**DIRECTIONS FOR THIS TASK**
Copy every line of the records below word for word, leaving out the pictures.

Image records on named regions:
──────────
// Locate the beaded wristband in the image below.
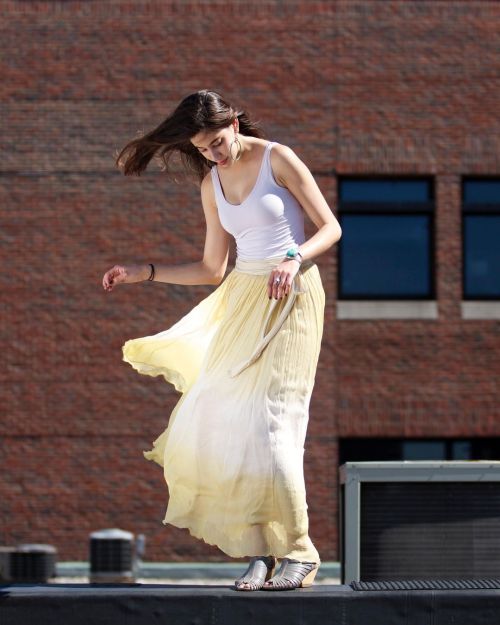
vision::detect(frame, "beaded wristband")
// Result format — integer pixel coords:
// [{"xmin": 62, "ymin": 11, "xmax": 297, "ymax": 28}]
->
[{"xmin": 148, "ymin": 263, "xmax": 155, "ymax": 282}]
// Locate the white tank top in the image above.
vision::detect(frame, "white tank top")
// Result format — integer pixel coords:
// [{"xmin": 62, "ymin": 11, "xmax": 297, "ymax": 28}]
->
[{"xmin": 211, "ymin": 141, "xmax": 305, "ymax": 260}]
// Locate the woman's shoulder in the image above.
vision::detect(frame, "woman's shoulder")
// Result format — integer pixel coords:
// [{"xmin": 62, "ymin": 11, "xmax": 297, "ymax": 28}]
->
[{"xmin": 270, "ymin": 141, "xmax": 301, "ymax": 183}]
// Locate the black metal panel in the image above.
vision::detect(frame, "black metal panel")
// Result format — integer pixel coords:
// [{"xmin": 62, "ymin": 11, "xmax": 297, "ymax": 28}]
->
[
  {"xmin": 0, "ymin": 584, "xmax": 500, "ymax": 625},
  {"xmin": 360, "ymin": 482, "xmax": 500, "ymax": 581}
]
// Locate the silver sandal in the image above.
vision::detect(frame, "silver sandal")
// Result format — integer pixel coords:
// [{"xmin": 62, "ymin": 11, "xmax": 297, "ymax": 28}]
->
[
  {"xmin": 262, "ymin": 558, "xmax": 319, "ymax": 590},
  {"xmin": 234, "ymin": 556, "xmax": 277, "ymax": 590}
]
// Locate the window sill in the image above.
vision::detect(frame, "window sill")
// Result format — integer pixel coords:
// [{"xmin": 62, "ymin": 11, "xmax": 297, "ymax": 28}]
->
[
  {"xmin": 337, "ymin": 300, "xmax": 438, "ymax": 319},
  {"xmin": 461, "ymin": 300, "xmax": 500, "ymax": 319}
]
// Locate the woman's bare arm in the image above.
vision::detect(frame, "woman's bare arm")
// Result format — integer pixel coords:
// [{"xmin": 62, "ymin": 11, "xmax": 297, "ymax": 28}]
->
──────────
**WRITTEN REPLY**
// Locate the beaded wristband in the image below.
vision::detect(frame, "beaded wristband")
// Result format — integer pixel coords:
// [{"xmin": 62, "ymin": 11, "xmax": 297, "ymax": 28}]
->
[{"xmin": 148, "ymin": 263, "xmax": 155, "ymax": 282}]
// Locate the white tank top in the image above.
vision::detect(frame, "white tank top")
// Result format — integer pixel coords:
// [{"xmin": 62, "ymin": 11, "xmax": 297, "ymax": 28}]
->
[{"xmin": 211, "ymin": 141, "xmax": 305, "ymax": 260}]
// Locate the woman's shoulder in the image above.
vision::detect(frame, "woman's shoulder")
// Result format — integer pixel coords:
// [{"xmin": 62, "ymin": 11, "xmax": 297, "ymax": 28}]
->
[{"xmin": 270, "ymin": 141, "xmax": 301, "ymax": 183}]
// Locate the black metal panel in the image above.
vision::detect(frame, "black metal panel")
// Result format — integer pixel coords:
// [{"xmin": 62, "ymin": 11, "xmax": 297, "ymax": 28}]
->
[
  {"xmin": 0, "ymin": 584, "xmax": 500, "ymax": 625},
  {"xmin": 360, "ymin": 482, "xmax": 500, "ymax": 581}
]
// Locate the silver sandal in the image above.
vision::detect(frame, "silver sandal")
// Result format — integer pixel coords:
// [{"xmin": 62, "ymin": 11, "xmax": 297, "ymax": 28}]
->
[
  {"xmin": 262, "ymin": 558, "xmax": 319, "ymax": 590},
  {"xmin": 234, "ymin": 556, "xmax": 277, "ymax": 590}
]
// Locate the window sill in the image above.
vision::detect(frame, "window sill")
// Result format — integer pixel coords:
// [{"xmin": 62, "ymin": 11, "xmax": 297, "ymax": 28}]
->
[
  {"xmin": 337, "ymin": 300, "xmax": 438, "ymax": 319},
  {"xmin": 461, "ymin": 300, "xmax": 500, "ymax": 319}
]
// Locate the woman's bare arm in the image above.
vision::detect(frame, "woman's bare arm")
// Result format — integer pixel coords:
// [{"xmin": 62, "ymin": 11, "xmax": 297, "ymax": 28}]
->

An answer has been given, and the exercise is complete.